● Record excerpts
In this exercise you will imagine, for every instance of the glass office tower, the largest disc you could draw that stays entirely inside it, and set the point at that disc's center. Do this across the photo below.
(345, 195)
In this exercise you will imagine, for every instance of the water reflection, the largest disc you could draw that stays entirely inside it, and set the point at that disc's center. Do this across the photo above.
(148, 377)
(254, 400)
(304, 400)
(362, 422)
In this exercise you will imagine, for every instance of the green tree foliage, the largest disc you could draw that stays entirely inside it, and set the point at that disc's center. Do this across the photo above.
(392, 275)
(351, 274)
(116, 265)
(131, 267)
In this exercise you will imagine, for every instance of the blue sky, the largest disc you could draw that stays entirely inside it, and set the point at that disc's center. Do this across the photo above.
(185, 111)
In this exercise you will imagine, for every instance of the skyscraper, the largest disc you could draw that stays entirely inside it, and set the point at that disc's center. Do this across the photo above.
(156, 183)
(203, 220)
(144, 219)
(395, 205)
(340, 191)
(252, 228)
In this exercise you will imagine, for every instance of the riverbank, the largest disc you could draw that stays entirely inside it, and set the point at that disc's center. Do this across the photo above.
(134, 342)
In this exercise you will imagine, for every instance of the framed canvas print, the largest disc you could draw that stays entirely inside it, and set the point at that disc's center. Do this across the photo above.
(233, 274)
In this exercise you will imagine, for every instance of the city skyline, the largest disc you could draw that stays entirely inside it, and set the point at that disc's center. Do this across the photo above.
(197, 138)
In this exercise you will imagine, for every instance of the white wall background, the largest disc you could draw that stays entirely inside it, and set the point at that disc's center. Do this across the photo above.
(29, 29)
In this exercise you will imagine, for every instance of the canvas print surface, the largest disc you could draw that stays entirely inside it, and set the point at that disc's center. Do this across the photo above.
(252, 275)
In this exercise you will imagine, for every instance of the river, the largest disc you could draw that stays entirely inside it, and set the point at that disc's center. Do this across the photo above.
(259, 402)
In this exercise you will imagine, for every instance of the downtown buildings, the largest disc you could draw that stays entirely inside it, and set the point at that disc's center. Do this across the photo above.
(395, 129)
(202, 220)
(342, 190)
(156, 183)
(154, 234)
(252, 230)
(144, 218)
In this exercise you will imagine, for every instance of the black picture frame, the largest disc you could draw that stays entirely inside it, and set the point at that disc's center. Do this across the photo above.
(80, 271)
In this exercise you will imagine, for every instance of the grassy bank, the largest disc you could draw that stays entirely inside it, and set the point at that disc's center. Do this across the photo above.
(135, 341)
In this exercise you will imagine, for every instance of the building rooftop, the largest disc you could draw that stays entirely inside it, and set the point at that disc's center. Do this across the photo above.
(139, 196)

● Instructions to follow
Put the rows above, line by line, into a Markdown table with the columns No and Line. Number the lines in order and omit any blank lines.

● Exercise answer
| No | Line |
|---|---|
| 1 | In this exercise you will imagine, for every instance of the glass office tower, the largest disc you could draw that stays entirely inside it, and set the point at that disc's center. Do this across the photo below. |
| 2 | (345, 195) |
| 3 | In this exercise you will imagine, for every instance of the water reflection, the largest disc you could draw that stays entirely inside it, and set the point at that disc's center. Do this across the photo above. |
| 4 | (148, 377) |
| 5 | (254, 400) |
| 6 | (304, 400) |
| 7 | (362, 422) |
| 8 | In this exercise you will imagine, for every instance of the green tree foliage, the largest disc you could draw that stays entirely inside it, and set the point at that disc's center. Do this across the photo above. |
| 9 | (392, 275) |
| 10 | (351, 274) |
| 11 | (116, 265) |
| 12 | (131, 267) |
| 13 | In this exercise you will imagine, for every instance of the blue sky, the largest disc you could draw that stays entirely inside it, and set the point at that disc's center. Do this across the photo above. |
| 14 | (185, 111) |
| 15 | In this exercise you will imagine, for every instance of the skyscraper, the largest disc you could draw that stays entirely inside it, and set the point at that disc's center. Do this across the photo above. |
| 16 | (156, 183) |
| 17 | (203, 220) |
| 18 | (144, 219) |
| 19 | (395, 205) |
| 20 | (340, 191) |
| 21 | (252, 228) |
| 22 | In this exercise you will imagine, for every instance of the riverbank, the largest disc you could draw that stays entirely inside it, and set the point at that disc's center. Do this across the photo above. |
| 23 | (134, 342) |
| 24 | In this exercise you will imagine, for every instance of the framed canvas print, the largest disc you could draw that stays entirely inside it, and set the point at that disc's center. Do this across the photo above. |
| 25 | (233, 274) |
| 26 | In this exercise you will imagine, for every instance of the city skyline, the largest disc you could draw that stays entirely inside it, and set the point at that disc's center. Do this across the photo above. |
| 27 | (197, 138) |
| 28 | In this exercise you will imagine, for every instance of the white wall background, the largest disc you could draw that stays entirely inside it, and set the point at that disc's center. Do this across the photo above. |
| 29 | (29, 29) |
| 30 | In this exercise you will imagine, for every instance of the canvas print surface, the largest disc you could draw that stays entirely inside it, and set the point at that disc's center. Do this across the photo above. |
| 31 | (252, 275) |
| 32 | In this exercise you will imagine, for every instance of the river, the largest disc you could draw that stays entirely inside it, and set the point at that disc's center. Do this across the photo above. |
| 33 | (259, 402) |
| 34 | In this exercise you will imagine, for every instance of the downtown buildings, the largest disc you could draw that stays entirely inside it, and set the point at that disc's center. Do this across the photo above. |
| 35 | (395, 129) |
| 36 | (202, 220) |
| 37 | (342, 190) |
| 38 | (156, 183) |
| 39 | (154, 234) |
| 40 | (252, 230) |
| 41 | (144, 218) |
| 42 | In this exercise you will imagine, for every instance of the black picture frame, the largest disc you could draw that stays entirely inside it, and set the point at that disc's center. Do this across the photo above. |
| 43 | (80, 271) |
| 44 | In this exercise you will imagine, for every instance of the grassy bank, the largest disc you could draw that stays entirely inside it, and set the point at that disc's center. Do this across the photo above. |
| 45 | (135, 341) |
| 46 | In this exercise you will imagine, for every instance of the building rooftop, the largest disc you could draw that stays entirely inside it, and set the point at that disc's center. Do this across the photo above. |
| 47 | (139, 196) |